_Aim of the exercise_
Extract the complete data exactly as given.

_Material supplied_
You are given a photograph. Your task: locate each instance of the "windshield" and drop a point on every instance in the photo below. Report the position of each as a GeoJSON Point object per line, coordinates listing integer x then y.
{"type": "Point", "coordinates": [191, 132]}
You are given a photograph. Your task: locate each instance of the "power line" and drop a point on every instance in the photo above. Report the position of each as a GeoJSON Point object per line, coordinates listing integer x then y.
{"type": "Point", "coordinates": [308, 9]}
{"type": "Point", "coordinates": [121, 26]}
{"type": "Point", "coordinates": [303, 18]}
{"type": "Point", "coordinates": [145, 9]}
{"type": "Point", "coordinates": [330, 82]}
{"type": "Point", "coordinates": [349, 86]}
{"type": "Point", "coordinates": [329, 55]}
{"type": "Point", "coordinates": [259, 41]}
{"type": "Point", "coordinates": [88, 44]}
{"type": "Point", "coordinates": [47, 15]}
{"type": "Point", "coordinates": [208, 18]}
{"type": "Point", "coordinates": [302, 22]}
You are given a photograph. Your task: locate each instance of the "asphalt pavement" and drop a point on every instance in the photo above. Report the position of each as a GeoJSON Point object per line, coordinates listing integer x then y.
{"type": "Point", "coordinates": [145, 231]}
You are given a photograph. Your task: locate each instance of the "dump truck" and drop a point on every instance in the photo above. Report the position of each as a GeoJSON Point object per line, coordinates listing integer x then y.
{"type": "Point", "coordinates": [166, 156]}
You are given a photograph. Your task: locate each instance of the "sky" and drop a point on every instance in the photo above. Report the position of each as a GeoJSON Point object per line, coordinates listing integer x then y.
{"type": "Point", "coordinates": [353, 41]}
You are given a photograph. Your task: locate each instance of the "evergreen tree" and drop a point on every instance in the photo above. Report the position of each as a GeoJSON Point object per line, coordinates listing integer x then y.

_Worked answer_
You are given a photograph. Your task: locate each instance of the "windshield" and drop a point on every instance in the photo below. Report the position of each as a GeoJSON Point object per line, coordinates listing integer x then y.
{"type": "Point", "coordinates": [191, 132]}
You are given a photograph. Your task: locate each instance of the "power line" and drop a point on every instance in the photo above. Report the position of each as a GeoJSON Point object per line, coordinates listing integer x then y.
{"type": "Point", "coordinates": [308, 9]}
{"type": "Point", "coordinates": [121, 26]}
{"type": "Point", "coordinates": [303, 18]}
{"type": "Point", "coordinates": [145, 9]}
{"type": "Point", "coordinates": [330, 82]}
{"type": "Point", "coordinates": [349, 86]}
{"type": "Point", "coordinates": [329, 55]}
{"type": "Point", "coordinates": [259, 41]}
{"type": "Point", "coordinates": [88, 44]}
{"type": "Point", "coordinates": [47, 15]}
{"type": "Point", "coordinates": [208, 18]}
{"type": "Point", "coordinates": [302, 22]}
You are given a photograph. Your task: locate each instance of the "asphalt pavement" and drop a point on every instance in the photo above. Report the position of each as a GeoJSON Point object per line, coordinates listing integer x then y.
{"type": "Point", "coordinates": [145, 231]}
You are given a photograph. Your task: locate each instance of the "dump truck" and drop a point on every instance in the photo above. Report the position of each as a GeoJSON Point object per line, coordinates listing integer x then y.
{"type": "Point", "coordinates": [166, 156]}
You are given a photograph. Your task: locate each instance of the "sky" and drop a point on every instance in the photo above. Report the position of each as a GeoJSON Point object per line, coordinates listing integer x then y.
{"type": "Point", "coordinates": [353, 41]}
You are given a photograph. Your task: locate each instance of the "evergreen tree" and drop a point on every instance in the photo above. Report the position of each as a GeoJSON Point object per line, coordinates listing integer x then y.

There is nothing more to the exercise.